Artikel:
******
Die Tabakpfeifendrechsler von Bad König


(von Manfred Kassimir)
Das Wort „Pfeife“ stammt aus dem lateinischen Sprachschatz „Pipa“ und bedeutet nichts anderes als Rohr“ oder „Halm“.
Die Tabakpfeife ist ein Rauchutensil in dessen gebohrten Kolben Tabak verglimmt. Zwischen dem Pfeifenkopf und dem Mundstück ist ein Filter eingebaut. Durch diesen Filter wird der Rauch geführt und gelangt so über das Mundstück in die Mundhöhle des Rauchers, der den Rauch nach der Genussaufnahme wieder ausbläst. Eine Eigenschaft der Pfeife – je länger das Mundstück ist, umso kühler und angenehmer ist der Rauchgenuss für die Mundhöhle.
******
Extrahierte Daten:
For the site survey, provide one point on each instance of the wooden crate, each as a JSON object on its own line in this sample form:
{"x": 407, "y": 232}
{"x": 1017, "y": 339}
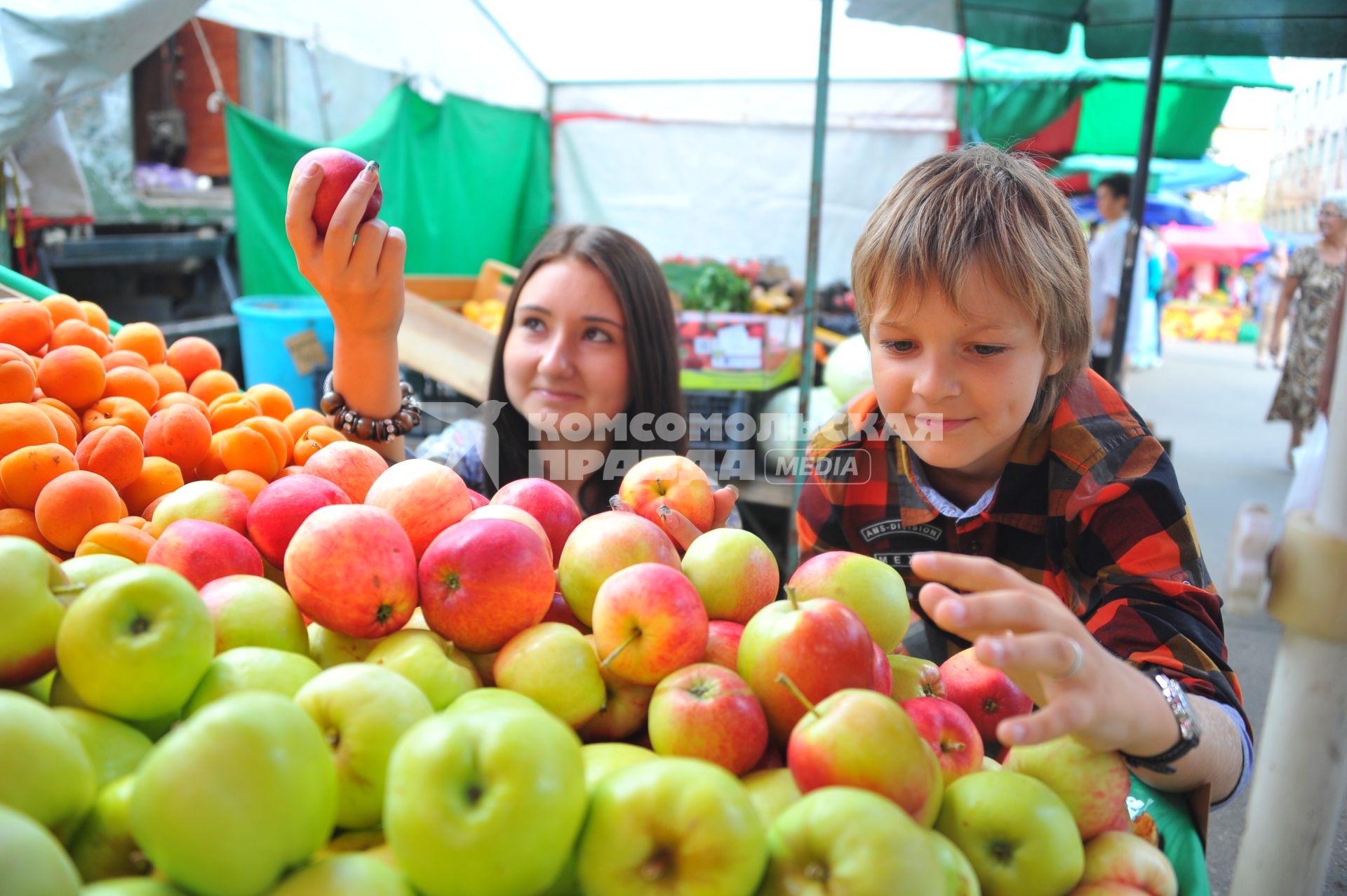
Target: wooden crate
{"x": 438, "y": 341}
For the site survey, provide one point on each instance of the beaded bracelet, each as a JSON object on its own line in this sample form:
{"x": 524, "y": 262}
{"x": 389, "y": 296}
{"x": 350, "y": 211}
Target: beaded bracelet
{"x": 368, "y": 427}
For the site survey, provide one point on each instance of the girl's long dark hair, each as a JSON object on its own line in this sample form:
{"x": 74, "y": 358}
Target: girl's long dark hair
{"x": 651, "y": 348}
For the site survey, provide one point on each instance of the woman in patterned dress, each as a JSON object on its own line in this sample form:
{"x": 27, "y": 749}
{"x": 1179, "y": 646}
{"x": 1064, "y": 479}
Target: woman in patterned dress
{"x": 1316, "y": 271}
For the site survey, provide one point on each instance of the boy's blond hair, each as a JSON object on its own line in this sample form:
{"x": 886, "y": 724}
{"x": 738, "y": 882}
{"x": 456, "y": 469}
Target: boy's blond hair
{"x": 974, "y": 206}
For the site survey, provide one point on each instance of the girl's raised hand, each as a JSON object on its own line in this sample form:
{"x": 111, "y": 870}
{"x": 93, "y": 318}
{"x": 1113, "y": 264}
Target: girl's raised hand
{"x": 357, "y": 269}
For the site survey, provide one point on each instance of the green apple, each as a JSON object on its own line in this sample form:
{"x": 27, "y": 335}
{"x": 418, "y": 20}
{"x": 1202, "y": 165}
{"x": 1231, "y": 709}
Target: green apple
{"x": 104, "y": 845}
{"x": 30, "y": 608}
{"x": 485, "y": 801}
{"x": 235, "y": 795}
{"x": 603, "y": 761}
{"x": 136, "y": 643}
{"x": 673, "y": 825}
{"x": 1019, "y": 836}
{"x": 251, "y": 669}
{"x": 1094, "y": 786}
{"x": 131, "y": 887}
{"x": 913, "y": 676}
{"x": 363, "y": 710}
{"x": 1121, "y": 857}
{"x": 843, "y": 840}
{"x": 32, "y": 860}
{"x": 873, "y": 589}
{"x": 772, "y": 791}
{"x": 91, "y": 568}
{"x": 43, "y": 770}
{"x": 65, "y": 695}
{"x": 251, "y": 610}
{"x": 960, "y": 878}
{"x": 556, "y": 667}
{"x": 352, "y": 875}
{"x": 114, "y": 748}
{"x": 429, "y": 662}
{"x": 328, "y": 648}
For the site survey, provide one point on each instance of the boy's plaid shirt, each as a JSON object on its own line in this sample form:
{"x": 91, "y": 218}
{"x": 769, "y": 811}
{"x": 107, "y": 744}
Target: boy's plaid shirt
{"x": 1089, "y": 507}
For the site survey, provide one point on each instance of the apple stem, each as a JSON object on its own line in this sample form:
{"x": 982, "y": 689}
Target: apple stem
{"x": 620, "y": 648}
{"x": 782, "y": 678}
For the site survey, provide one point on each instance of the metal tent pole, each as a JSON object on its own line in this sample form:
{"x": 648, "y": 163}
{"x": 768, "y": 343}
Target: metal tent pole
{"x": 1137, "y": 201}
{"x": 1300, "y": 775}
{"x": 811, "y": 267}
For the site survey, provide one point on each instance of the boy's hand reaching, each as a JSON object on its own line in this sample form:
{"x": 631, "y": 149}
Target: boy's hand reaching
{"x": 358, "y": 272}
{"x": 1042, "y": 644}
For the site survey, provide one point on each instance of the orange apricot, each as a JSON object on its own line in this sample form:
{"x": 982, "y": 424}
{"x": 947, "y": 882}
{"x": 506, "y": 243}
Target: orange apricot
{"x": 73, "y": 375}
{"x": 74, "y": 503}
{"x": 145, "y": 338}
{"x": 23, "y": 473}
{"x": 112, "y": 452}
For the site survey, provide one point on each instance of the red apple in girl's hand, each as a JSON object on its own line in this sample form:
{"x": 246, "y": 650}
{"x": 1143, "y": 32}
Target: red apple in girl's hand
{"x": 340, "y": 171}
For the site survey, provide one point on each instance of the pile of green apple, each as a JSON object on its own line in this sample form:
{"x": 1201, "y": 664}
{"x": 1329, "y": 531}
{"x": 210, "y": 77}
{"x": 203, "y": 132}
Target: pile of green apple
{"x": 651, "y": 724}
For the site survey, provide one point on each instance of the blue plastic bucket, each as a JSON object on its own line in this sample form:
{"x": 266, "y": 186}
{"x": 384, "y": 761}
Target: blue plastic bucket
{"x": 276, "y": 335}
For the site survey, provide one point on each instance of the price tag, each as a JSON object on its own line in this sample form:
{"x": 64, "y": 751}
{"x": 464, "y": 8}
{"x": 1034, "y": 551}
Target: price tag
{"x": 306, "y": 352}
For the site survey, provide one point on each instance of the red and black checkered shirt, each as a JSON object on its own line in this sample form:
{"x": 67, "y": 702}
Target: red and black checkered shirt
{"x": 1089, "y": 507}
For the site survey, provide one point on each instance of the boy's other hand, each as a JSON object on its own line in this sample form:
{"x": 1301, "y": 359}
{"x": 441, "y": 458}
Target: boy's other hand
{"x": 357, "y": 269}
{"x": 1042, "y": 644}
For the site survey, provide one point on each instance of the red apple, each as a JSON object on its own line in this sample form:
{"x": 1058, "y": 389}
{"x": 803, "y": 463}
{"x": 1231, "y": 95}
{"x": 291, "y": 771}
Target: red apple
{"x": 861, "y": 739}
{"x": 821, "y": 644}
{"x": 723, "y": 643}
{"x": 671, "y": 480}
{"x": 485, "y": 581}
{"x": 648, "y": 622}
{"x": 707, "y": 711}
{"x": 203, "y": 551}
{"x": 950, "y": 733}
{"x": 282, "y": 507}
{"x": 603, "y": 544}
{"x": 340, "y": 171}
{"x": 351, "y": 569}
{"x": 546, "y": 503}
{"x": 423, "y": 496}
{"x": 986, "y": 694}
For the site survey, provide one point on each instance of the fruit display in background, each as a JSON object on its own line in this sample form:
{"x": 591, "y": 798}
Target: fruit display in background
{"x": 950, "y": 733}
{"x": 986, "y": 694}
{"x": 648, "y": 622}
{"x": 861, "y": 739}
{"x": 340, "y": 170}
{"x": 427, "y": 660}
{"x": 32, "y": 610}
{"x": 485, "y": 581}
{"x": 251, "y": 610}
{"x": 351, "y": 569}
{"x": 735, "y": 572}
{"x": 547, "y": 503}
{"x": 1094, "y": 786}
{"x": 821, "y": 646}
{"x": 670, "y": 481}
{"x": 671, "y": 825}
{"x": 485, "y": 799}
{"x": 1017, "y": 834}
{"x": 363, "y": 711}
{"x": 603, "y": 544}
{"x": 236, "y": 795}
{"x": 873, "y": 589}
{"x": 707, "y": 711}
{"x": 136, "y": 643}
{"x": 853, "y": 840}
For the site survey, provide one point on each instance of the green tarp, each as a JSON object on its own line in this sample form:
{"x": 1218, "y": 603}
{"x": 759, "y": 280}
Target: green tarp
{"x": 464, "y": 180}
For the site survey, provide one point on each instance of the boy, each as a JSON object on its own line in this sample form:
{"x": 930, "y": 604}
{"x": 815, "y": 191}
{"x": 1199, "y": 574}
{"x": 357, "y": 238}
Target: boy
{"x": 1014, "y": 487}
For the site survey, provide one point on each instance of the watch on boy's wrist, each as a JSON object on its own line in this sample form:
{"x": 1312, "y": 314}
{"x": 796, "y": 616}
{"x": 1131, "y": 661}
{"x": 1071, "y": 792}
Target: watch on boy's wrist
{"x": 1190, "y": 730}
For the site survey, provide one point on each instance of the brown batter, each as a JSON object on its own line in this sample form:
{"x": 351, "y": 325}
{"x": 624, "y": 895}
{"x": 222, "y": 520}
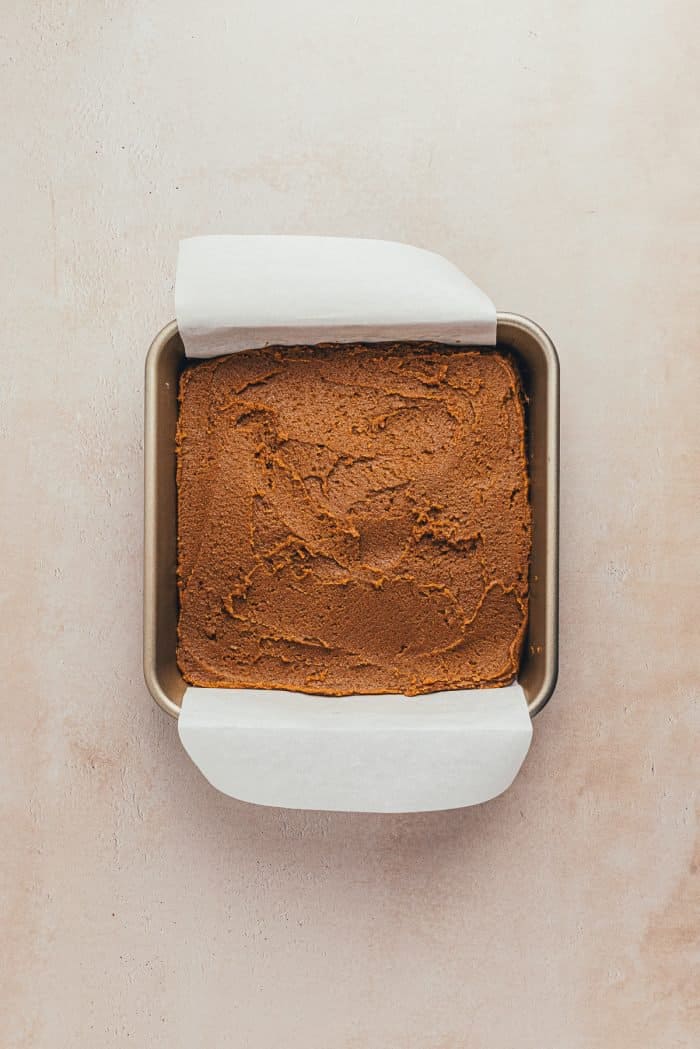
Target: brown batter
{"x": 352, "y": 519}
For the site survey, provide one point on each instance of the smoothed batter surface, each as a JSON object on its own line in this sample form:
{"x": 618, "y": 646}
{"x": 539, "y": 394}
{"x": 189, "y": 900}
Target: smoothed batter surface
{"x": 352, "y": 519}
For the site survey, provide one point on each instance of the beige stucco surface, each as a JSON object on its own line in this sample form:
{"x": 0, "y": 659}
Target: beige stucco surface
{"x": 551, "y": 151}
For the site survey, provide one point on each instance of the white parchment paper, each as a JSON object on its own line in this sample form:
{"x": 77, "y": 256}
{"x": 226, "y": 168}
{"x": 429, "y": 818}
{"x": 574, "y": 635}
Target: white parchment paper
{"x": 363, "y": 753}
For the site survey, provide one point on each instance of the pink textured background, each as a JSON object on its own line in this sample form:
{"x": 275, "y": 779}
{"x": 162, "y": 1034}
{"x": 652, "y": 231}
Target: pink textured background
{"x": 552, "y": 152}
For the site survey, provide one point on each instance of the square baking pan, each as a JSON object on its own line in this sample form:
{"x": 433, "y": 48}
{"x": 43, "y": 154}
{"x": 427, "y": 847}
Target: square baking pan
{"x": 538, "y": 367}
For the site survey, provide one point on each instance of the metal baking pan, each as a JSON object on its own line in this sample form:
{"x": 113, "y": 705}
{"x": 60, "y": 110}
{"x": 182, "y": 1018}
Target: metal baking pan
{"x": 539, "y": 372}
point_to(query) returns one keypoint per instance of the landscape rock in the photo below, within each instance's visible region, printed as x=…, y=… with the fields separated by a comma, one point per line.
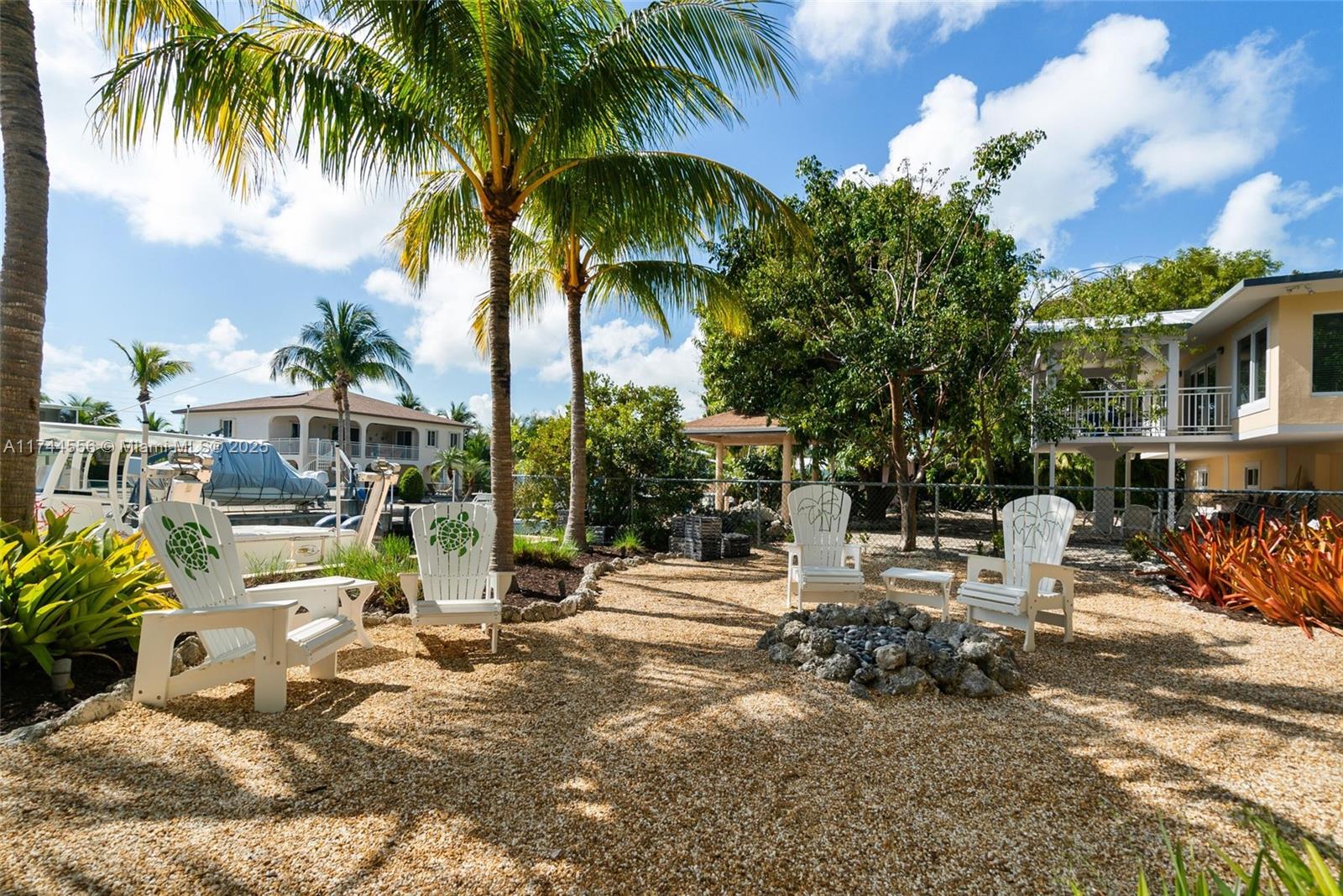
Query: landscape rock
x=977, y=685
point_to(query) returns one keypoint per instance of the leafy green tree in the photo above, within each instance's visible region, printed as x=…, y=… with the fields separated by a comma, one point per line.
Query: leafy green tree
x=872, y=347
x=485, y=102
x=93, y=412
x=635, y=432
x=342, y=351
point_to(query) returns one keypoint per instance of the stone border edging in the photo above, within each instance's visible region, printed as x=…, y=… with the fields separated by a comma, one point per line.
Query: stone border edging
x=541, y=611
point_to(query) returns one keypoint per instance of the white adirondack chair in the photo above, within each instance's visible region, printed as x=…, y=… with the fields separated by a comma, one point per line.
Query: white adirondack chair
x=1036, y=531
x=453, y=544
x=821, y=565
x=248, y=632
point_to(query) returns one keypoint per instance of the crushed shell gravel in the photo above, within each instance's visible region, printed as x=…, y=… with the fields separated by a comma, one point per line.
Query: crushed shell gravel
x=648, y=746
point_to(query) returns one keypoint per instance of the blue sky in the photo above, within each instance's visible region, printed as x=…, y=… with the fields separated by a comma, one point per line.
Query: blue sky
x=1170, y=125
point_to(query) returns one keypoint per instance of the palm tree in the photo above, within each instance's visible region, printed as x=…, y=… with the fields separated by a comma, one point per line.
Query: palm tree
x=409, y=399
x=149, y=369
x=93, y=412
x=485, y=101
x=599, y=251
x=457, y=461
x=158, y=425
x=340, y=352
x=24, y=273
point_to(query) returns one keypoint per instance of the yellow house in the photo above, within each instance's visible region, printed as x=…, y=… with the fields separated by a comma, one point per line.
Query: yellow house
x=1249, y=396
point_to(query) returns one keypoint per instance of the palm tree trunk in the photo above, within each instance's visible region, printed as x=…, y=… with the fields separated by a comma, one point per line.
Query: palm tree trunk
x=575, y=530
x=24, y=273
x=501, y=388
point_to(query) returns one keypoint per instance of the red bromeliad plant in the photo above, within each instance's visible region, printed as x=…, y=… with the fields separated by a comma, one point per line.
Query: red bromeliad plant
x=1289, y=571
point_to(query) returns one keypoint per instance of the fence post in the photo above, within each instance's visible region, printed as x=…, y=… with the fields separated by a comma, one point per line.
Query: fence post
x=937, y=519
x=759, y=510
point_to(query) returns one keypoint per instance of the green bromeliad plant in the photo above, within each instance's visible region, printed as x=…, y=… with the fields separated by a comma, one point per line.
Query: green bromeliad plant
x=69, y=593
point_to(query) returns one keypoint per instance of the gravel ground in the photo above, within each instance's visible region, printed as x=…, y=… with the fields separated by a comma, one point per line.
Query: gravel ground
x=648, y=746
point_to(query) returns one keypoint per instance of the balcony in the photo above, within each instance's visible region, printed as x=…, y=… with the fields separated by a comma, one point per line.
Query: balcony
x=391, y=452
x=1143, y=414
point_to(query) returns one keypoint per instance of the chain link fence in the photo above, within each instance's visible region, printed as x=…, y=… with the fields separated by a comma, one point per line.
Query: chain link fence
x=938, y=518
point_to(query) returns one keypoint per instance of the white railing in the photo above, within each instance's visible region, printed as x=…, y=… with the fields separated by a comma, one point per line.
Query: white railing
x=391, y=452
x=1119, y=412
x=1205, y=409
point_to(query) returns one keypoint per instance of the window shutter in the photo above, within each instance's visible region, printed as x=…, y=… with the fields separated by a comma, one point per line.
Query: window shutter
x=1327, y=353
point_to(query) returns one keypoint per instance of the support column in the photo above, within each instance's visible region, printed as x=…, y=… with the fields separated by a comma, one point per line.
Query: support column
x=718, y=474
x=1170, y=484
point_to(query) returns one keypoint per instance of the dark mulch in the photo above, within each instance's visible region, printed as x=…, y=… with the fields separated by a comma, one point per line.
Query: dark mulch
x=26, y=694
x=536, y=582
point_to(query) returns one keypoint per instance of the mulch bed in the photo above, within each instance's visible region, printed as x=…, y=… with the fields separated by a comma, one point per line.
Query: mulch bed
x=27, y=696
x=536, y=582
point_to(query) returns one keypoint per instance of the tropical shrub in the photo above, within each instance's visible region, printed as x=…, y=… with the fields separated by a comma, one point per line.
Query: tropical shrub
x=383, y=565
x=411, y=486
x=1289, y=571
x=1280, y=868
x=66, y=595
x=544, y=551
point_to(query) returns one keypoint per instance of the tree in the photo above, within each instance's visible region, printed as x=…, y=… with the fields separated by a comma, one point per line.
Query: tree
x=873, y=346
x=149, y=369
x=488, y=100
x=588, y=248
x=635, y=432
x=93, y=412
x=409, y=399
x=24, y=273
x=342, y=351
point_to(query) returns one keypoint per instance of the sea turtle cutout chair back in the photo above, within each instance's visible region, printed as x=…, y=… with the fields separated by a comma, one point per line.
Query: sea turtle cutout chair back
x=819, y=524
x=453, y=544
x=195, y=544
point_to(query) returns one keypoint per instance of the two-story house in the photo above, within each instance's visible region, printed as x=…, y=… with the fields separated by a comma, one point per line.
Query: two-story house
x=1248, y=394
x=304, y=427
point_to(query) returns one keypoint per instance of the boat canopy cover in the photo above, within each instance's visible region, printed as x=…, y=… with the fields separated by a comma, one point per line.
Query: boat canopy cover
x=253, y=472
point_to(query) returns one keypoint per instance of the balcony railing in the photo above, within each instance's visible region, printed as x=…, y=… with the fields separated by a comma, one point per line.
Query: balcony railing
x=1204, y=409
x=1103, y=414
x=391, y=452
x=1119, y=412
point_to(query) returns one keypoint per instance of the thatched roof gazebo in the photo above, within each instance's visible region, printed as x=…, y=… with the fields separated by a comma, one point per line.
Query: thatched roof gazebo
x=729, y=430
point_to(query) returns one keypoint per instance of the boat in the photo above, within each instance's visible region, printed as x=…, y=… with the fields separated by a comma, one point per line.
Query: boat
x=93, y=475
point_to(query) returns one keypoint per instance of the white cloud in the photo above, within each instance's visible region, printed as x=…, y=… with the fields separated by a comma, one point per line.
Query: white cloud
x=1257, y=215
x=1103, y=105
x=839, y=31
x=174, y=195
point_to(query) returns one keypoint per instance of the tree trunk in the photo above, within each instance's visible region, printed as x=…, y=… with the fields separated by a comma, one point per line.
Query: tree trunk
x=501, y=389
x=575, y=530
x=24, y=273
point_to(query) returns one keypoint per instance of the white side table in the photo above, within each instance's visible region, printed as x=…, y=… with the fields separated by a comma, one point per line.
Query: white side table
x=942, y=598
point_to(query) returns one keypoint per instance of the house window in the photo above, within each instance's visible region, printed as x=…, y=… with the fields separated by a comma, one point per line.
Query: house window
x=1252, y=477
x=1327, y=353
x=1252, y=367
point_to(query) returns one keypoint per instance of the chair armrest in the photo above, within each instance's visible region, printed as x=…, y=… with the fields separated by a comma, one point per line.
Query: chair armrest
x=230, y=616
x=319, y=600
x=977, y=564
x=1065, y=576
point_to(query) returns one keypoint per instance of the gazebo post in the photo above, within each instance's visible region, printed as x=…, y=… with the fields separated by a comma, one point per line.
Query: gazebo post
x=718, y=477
******
Aufgabenstellung:
Zitiere aus dem Artikel über die Tabakpfeifendrechsler von Bad König alles von „Die Tabakpfeifendrechsler von“ bis hinunter zu „für die Mundhöhle.“.

Endgültige Antwort:
Die Tabakpfeifendrechsler von Bad König


(von Manfred Kassimir)
Das Wort „Pfeife“ stammt aus dem lateinischen Sprachschatz „Pipa“ und bedeutet nichts anderes als Rohr“ oder „Halm“.
Die Tabakpfeife ist ein Rauchutensil in dessen gebohrten Kolben Tabak verglimmt. Zwischen dem Pfeifenkopf und dem Mundstück ist ein Filter eingebaut. Durch diesen Filter wird der Rauch geführt und gelangt so über das Mundstück in die Mundhöhle des Rauchers, der den Rauch nach der Genussaufnahme wieder ausbläst. Eine Eigenschaft der Pfeife – je länger das Mundstück ist, umso kühler und angenehmer ist der Rauchgenuss für die Mundhöhle.